» **Working data**:

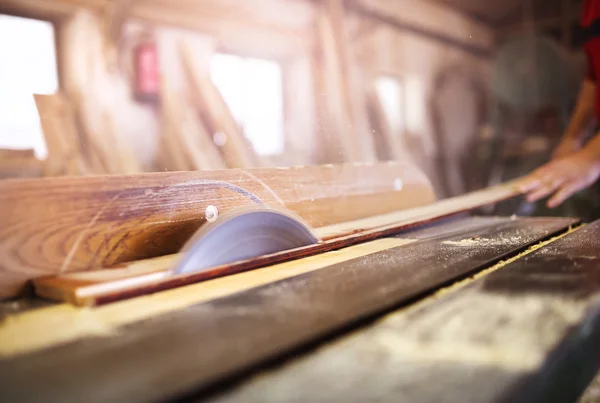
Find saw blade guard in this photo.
[173,207,319,274]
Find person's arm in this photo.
[521,132,600,208]
[553,77,596,158]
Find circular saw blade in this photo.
[174,208,319,274]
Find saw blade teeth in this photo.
[174,208,319,274]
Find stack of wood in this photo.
[0,148,43,179]
[159,44,260,171]
[34,12,142,176]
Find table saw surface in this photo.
[0,217,600,403]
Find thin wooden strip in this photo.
[181,43,260,168]
[206,222,600,403]
[34,218,503,305]
[0,163,434,298]
[34,94,88,176]
[0,238,412,356]
[0,219,574,402]
[64,178,518,304]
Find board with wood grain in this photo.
[0,218,576,402]
[34,178,518,305]
[0,163,434,298]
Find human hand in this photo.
[520,149,600,208]
[552,136,582,159]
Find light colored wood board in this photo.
[159,83,197,171]
[367,85,405,161]
[161,80,226,170]
[0,238,412,357]
[207,225,600,403]
[34,180,518,305]
[317,0,376,162]
[181,43,259,168]
[0,148,35,159]
[2,219,576,402]
[0,163,434,298]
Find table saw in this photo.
[0,163,600,403]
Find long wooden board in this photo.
[0,219,574,402]
[34,178,518,305]
[180,43,260,168]
[205,222,600,403]
[0,163,434,298]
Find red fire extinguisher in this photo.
[134,33,160,103]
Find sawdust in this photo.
[0,238,414,357]
[424,225,584,302]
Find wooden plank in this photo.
[0,219,574,402]
[59,9,142,174]
[34,178,528,305]
[34,180,528,305]
[205,222,600,403]
[0,157,44,179]
[0,163,434,298]
[181,43,260,168]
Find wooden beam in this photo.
[0,163,434,298]
[34,178,518,305]
[347,0,492,59]
[0,219,576,402]
[181,43,261,168]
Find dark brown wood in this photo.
[0,219,575,403]
[203,222,600,403]
[0,163,434,298]
[63,178,518,305]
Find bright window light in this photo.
[375,76,405,136]
[211,54,285,155]
[0,15,58,158]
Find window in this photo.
[0,15,58,158]
[211,54,285,155]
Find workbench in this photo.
[0,216,600,403]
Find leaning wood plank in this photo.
[34,178,518,305]
[33,94,88,176]
[181,44,259,168]
[207,223,600,403]
[317,0,377,162]
[158,83,197,171]
[0,219,573,402]
[0,163,434,297]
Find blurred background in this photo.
[0,0,600,219]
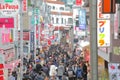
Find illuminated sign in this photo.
[97,0,110,47]
[0,18,14,28]
[97,0,110,19]
[22,0,27,12]
[97,20,110,47]
[79,9,86,30]
[5,0,13,2]
[102,0,116,13]
[0,0,20,16]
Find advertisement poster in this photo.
[108,63,120,80]
[30,32,34,54]
[79,9,86,30]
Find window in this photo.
[56,18,59,24]
[60,7,64,10]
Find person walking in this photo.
[57,62,65,80]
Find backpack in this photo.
[76,68,83,78]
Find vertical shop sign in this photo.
[79,9,86,30]
[30,32,34,54]
[22,0,27,13]
[0,0,20,16]
[76,0,82,6]
[102,0,116,14]
[108,63,120,80]
[97,0,110,47]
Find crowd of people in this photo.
[9,43,89,80]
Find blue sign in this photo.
[79,9,86,30]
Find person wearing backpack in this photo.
[76,66,83,80]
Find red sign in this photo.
[18,31,30,40]
[76,0,82,5]
[0,70,4,75]
[102,0,116,13]
[0,18,14,28]
[22,0,27,12]
[0,29,13,44]
[0,76,5,80]
[0,64,4,69]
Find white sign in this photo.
[97,0,110,47]
[0,0,20,16]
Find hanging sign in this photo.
[97,0,110,47]
[0,0,20,16]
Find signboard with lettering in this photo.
[0,0,20,16]
[22,0,27,13]
[30,32,34,54]
[79,9,86,30]
[110,37,120,63]
[0,18,14,28]
[97,0,110,47]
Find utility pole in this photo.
[89,0,98,80]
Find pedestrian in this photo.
[49,63,57,80]
[57,62,65,80]
[8,72,15,80]
[82,61,87,80]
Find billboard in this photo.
[97,0,110,47]
[78,9,86,30]
[0,0,20,16]
[0,18,14,28]
[76,0,82,6]
[108,63,120,80]
[22,0,28,13]
[30,32,34,54]
[97,20,110,47]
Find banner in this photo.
[0,18,14,28]
[76,0,82,6]
[97,0,110,47]
[108,63,120,80]
[30,32,34,54]
[78,9,86,30]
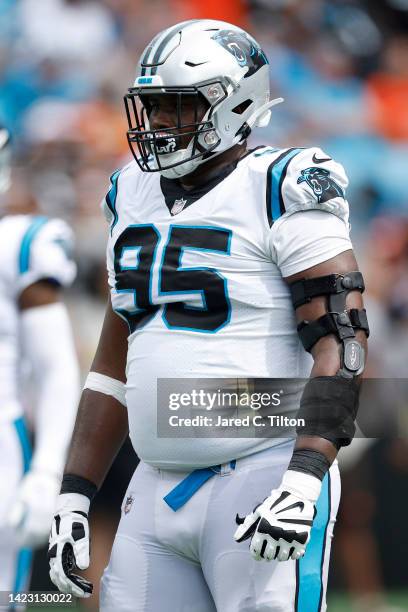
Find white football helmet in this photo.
[125,19,282,179]
[0,125,11,193]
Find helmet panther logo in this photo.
[212,30,268,78]
[297,167,344,204]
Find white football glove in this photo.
[8,470,61,548]
[234,470,322,561]
[48,493,93,597]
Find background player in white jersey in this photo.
[49,20,368,612]
[0,126,79,591]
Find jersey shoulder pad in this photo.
[17,215,76,292]
[274,147,349,222]
[100,160,142,233]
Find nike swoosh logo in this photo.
[312,153,332,164]
[276,502,305,514]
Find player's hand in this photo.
[234,470,321,561]
[8,470,61,548]
[48,493,93,597]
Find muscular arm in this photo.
[285,246,367,463]
[65,302,128,488]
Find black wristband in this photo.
[288,448,330,480]
[61,474,98,501]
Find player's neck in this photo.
[179,142,247,191]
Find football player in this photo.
[0,126,79,592]
[49,20,368,612]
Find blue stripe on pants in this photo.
[13,417,32,593]
[295,473,330,612]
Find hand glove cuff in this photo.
[55,493,91,514]
[279,470,322,504]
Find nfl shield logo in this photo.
[123,494,134,514]
[171,198,187,215]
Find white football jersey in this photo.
[105,147,352,469]
[0,215,76,421]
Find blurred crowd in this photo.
[0,0,408,609]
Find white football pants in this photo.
[0,418,32,592]
[100,442,340,612]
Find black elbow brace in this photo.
[290,272,369,449]
[296,376,360,449]
[290,272,370,378]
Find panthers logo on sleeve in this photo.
[297,167,344,204]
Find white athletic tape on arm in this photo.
[84,372,126,408]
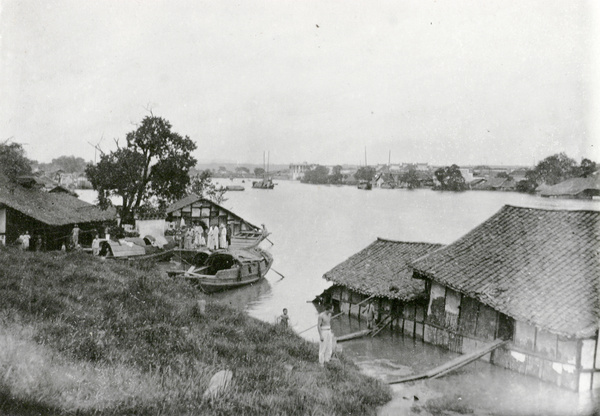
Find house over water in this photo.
[412,205,600,391]
[0,180,117,250]
[167,194,261,234]
[323,238,442,333]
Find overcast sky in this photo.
[0,0,600,165]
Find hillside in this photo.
[0,248,390,415]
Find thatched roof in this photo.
[540,173,600,196]
[323,238,442,301]
[166,194,260,230]
[0,181,116,226]
[412,205,600,337]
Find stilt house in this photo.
[167,194,260,234]
[323,238,442,333]
[412,205,600,391]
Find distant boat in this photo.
[225,185,246,191]
[169,248,273,293]
[358,180,373,191]
[252,178,275,189]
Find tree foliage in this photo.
[517,153,598,192]
[354,166,375,182]
[85,115,196,222]
[434,165,467,191]
[0,140,31,182]
[400,167,421,189]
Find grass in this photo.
[0,249,391,415]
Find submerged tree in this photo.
[86,115,196,223]
[0,140,31,182]
[434,165,467,191]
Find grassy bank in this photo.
[0,249,390,415]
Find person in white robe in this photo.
[219,224,227,248]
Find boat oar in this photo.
[271,267,285,279]
[298,295,375,335]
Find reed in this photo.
[0,249,390,415]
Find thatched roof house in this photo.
[540,172,600,199]
[323,238,442,301]
[166,194,260,233]
[0,180,116,248]
[412,205,600,337]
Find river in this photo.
[82,183,600,415]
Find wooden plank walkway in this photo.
[335,315,392,342]
[388,339,508,384]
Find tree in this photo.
[52,156,86,173]
[533,152,577,185]
[354,166,375,182]
[0,140,31,182]
[434,165,467,191]
[85,115,196,223]
[301,165,329,184]
[400,167,421,189]
[328,165,343,184]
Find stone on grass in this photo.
[203,370,233,399]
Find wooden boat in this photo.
[358,180,373,191]
[252,179,275,189]
[178,248,273,293]
[99,236,174,261]
[225,185,246,191]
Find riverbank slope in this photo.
[0,249,390,415]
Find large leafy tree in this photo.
[354,166,375,182]
[0,140,31,181]
[86,115,196,222]
[434,165,467,191]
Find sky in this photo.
[0,0,600,165]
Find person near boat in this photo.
[92,234,100,256]
[365,302,375,329]
[317,304,333,367]
[17,231,31,250]
[279,308,290,328]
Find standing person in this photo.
[183,228,193,250]
[219,224,227,248]
[279,308,290,328]
[213,225,219,250]
[92,233,100,256]
[35,234,43,251]
[71,224,79,248]
[317,304,333,367]
[365,302,375,329]
[19,231,31,250]
[206,225,215,250]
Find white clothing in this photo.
[319,327,333,365]
[219,227,227,248]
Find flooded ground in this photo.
[79,184,600,415]
[332,316,600,416]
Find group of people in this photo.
[17,231,44,251]
[176,224,230,250]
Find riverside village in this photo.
[0,0,600,416]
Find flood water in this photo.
[79,179,600,415]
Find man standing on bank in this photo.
[317,304,333,367]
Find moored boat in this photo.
[358,180,372,191]
[177,248,273,293]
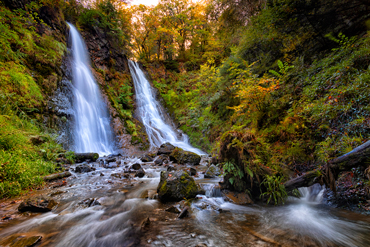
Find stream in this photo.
[0,24,370,247]
[0,156,370,246]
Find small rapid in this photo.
[0,156,370,247]
[129,61,205,155]
[68,23,114,155]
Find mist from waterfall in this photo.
[67,23,114,155]
[129,61,205,155]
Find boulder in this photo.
[157,170,198,202]
[222,190,253,205]
[189,167,197,176]
[165,205,181,214]
[75,164,94,173]
[211,156,218,165]
[177,206,189,219]
[18,196,58,212]
[105,156,117,163]
[154,157,163,166]
[74,153,99,163]
[170,148,201,165]
[204,165,221,178]
[167,165,177,172]
[78,198,101,208]
[141,154,153,162]
[130,163,141,170]
[135,168,145,178]
[0,234,42,247]
[157,142,175,155]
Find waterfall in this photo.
[67,23,114,155]
[129,61,205,155]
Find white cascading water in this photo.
[129,61,205,155]
[68,23,114,155]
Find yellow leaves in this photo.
[230,74,279,113]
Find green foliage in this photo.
[269,60,294,77]
[0,111,62,198]
[65,151,76,164]
[222,162,244,185]
[325,32,357,51]
[77,0,131,52]
[261,175,288,205]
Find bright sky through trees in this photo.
[131,0,158,5]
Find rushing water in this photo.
[68,23,114,155]
[129,61,205,155]
[0,157,370,247]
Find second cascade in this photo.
[129,61,205,155]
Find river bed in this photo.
[0,157,370,246]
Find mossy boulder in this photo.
[204,165,221,178]
[18,196,58,213]
[157,142,176,155]
[75,153,99,163]
[170,148,201,165]
[157,170,199,202]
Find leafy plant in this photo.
[223,162,244,185]
[65,151,76,164]
[325,32,357,51]
[260,175,288,205]
[269,60,294,78]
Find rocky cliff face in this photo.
[81,26,147,154]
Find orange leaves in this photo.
[230,74,279,113]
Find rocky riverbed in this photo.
[0,146,370,247]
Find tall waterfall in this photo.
[129,61,205,154]
[67,23,114,155]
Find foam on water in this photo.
[129,61,206,155]
[68,23,114,155]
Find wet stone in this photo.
[0,235,42,247]
[177,206,189,219]
[204,165,221,178]
[165,206,181,214]
[18,196,58,213]
[135,168,145,178]
[222,190,253,205]
[141,154,153,162]
[154,158,163,166]
[78,198,101,208]
[141,217,150,230]
[157,142,175,155]
[189,167,197,176]
[211,156,218,165]
[105,157,117,163]
[167,165,177,172]
[131,163,141,170]
[75,164,95,173]
[169,148,201,165]
[157,170,198,202]
[104,162,118,169]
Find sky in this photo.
[130,0,158,5]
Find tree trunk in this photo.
[75,153,99,163]
[284,141,370,192]
[44,172,72,181]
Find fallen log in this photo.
[74,153,99,163]
[284,170,322,192]
[44,172,72,181]
[284,141,370,192]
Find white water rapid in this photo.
[129,61,205,155]
[68,23,114,155]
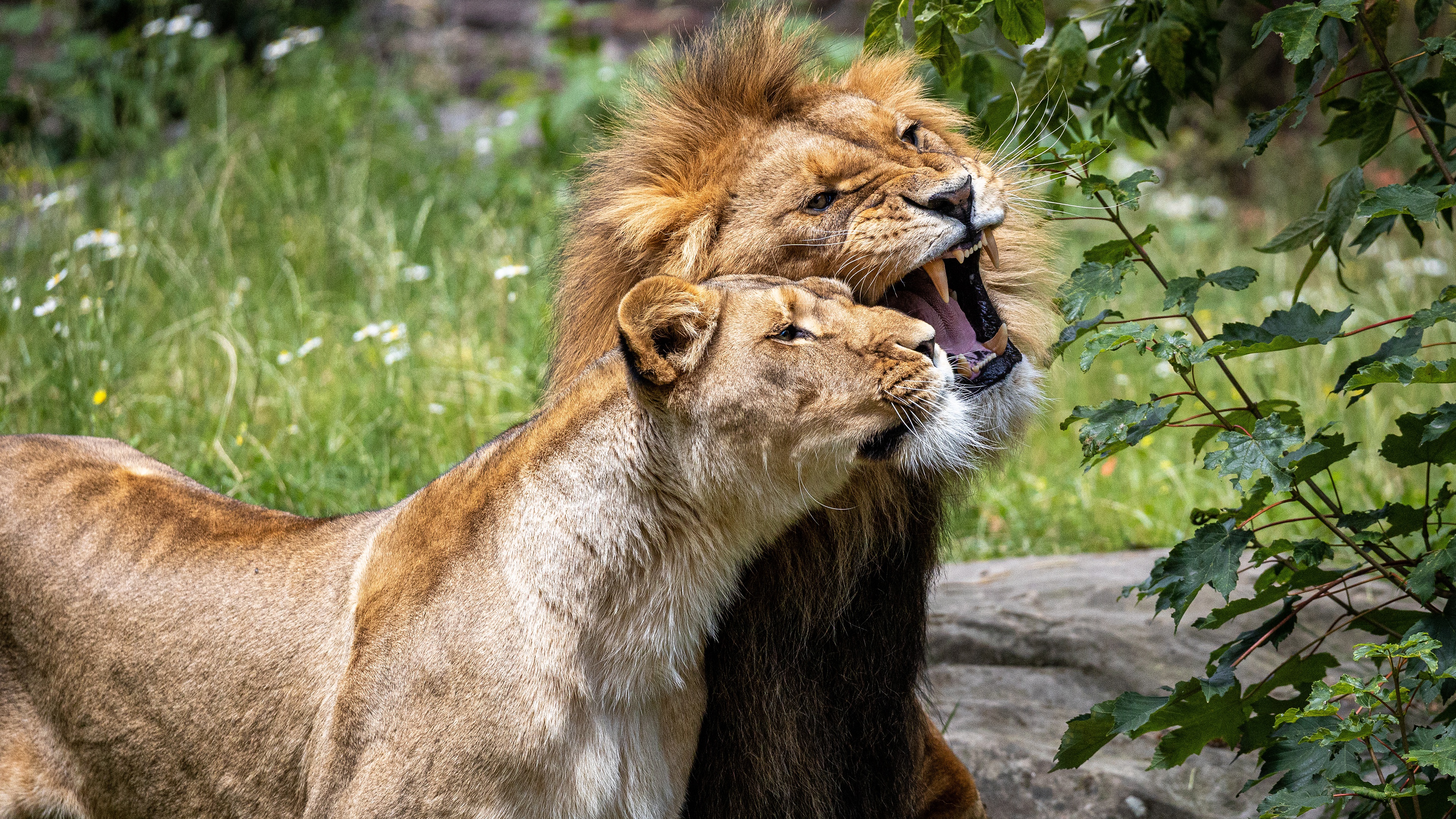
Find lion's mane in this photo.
[552,12,1053,819]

» **What to work on**: Lay out the material as a Markdown table with the columns Row and Line text. Start at the line containing "Find saw blade teeth in this photo.", end at the line containing "[181,43,261,168]", number each row, and leave out blank lines.

» **Output**:
| Row | Line text |
|---|---|
| 1 | Find saw blade teeth in this photo. |
| 2 | [174,208,319,274] |
| 3 | Find stack of wood in this photo. |
| 4 | [0,148,43,179] |
| 5 | [159,44,260,171] |
| 6 | [34,12,142,176] |
| 7 | Find table saw surface in this photo. |
| 8 | [0,217,600,403] |
| 9 | Find thin wooden strip in this photo. |
| 10 | [181,43,260,168] |
| 11 | [206,222,600,403] |
| 12 | [34,218,503,305] |
| 13 | [0,163,434,298] |
| 14 | [34,94,88,176] |
| 15 | [0,238,412,356] |
| 16 | [0,219,574,402] |
| 17 | [64,178,518,304] |
| 18 | Find board with wood grain in this photo. |
| 19 | [0,218,576,402] |
| 20 | [34,178,518,305] |
| 21 | [0,163,434,298] |
| 22 | Find human hand in this photo. |
| 23 | [520,149,600,208] |
| 24 | [552,136,582,159] |
| 25 | Find light colored wood board in this photo. |
| 26 | [159,83,197,171] |
| 27 | [367,85,405,161] |
| 28 | [161,80,226,170] |
| 29 | [0,238,412,357] |
| 30 | [207,225,600,403] |
| 31 | [34,180,518,305] |
| 32 | [317,0,376,162] |
| 33 | [181,43,259,168] |
| 34 | [0,148,35,159] |
| 35 | [2,219,576,402] |
| 36 | [0,163,434,298] |
| 37 | Find table saw in this photo. |
| 38 | [0,163,600,403] |
| 39 | Find long wooden board in this photo. |
| 40 | [0,219,574,402] |
| 41 | [34,178,518,305] |
| 42 | [180,43,260,168] |
| 43 | [205,222,600,403] |
| 44 | [0,163,434,298] |
| 45 | Find red fire extinguisher in this photo. |
| 46 | [134,33,160,103] |
| 47 | Find sawdust in this photo. |
| 48 | [0,238,414,357] |
| 49 | [424,225,584,302] |
| 50 | Find wooden plank in this photo. |
| 51 | [0,219,574,402] |
| 52 | [59,9,142,174] |
| 53 | [34,178,528,305] |
| 54 | [34,180,528,305] |
| 55 | [205,222,600,403] |
| 56 | [0,157,44,179] |
| 57 | [0,163,434,298] |
| 58 | [181,43,260,168] |
| 59 | Find wooden beam in this photo. |
| 60 | [0,163,434,298] |
| 61 | [34,178,518,305] |
| 62 | [347,0,492,59] |
| 63 | [0,219,576,402] |
| 64 | [181,43,261,168] |